Provided passage:
|---|

South London Autonomy Group – The Truth
Within hours of the EU Referendum result there was a flurry of unintended consequences. Good ones like falling house prices and bankers leaving the UK and bad ones like long, rambling Facebook posts by people you otherwise rarely hear from.
And then came the worrying emergence of extremist separatist groups. In the capital some called for independence from a Leave Britain that seemed at odds with the cosmopolitan values of the city, for London – or parts of it – to secede from the UK.
Last week, whistleblower Ophelia Balls (probably not her real name, but you never know) sent us what appeared to be the manifesto of one such group, the South London Autonomy Group (SLAG), apparently photographed in a pub garden (see below).
Described by South London Press as ‘dangerous and misguided’, by Living South magazine as ‘louche… degenerate… needy’ and by Brixton Buzz as ‘massive, massive bellends’, in the days following Brexit the Twitter account of this shadowy organization saw an alarming surge of followers – up from 5 to almost 20. Why? For whom do they speak? And would they be holding a launch party with those lovely mini burgers?
Using our extensive bar-based underground network of contacts – and a phone – we were able to reach out to SLAG and request an interview.
‘Canada Water station, 12am, Thursday,’ said the shadowy voice on the other end of the phone, if voices can be shadowy.
‘Midnight?’ I said.
‘No, 12am, midday. Be there,’ said the voice.

|---|

Material:
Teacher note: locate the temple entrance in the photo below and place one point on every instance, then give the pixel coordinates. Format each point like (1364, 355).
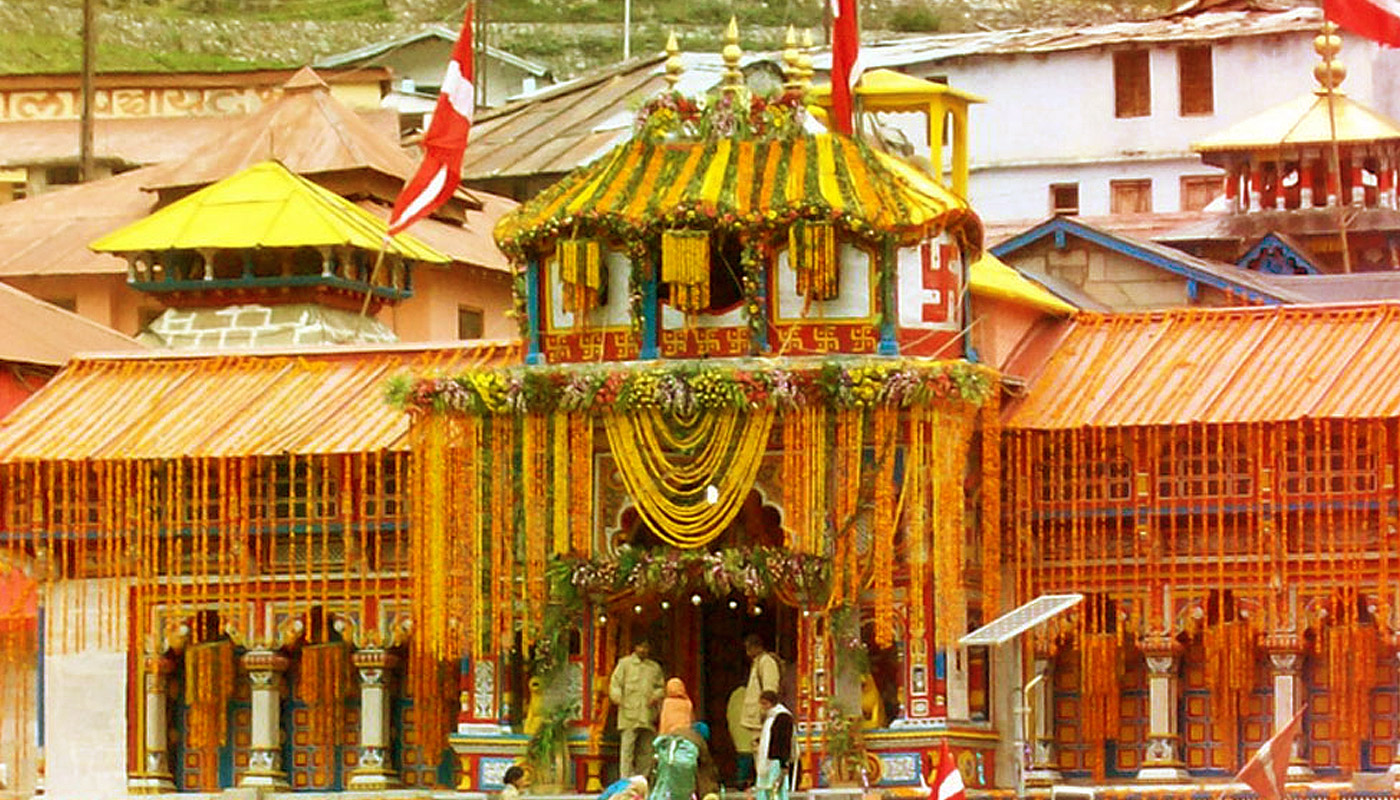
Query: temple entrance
(699, 636)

|---|

Task requirements:
(A) Say whether each statement agrees with the South London Autonomy Group article, answering yes or no and quoting the words that decide it: (i) After Brexit, the group's Twitter following grew to almost 20. (ii) Living South magazine called the group "dangerous and misguided." (iii) The meeting with the group was set for midnight.
(B) In the South London Autonomy Group article, what station did the voice on the phone name for the meeting?
The listing is separate material and is not part of the South London Autonomy Group article.

Results of the exercise:
(A)
(i) Yes: "up from 5 to almost 20"
(ii) No: "Described by South London Press as ‘dangerous and misguided’"
(iii) No: "‘No, 12am, midday. Be there,’"

(B) Canada Water station.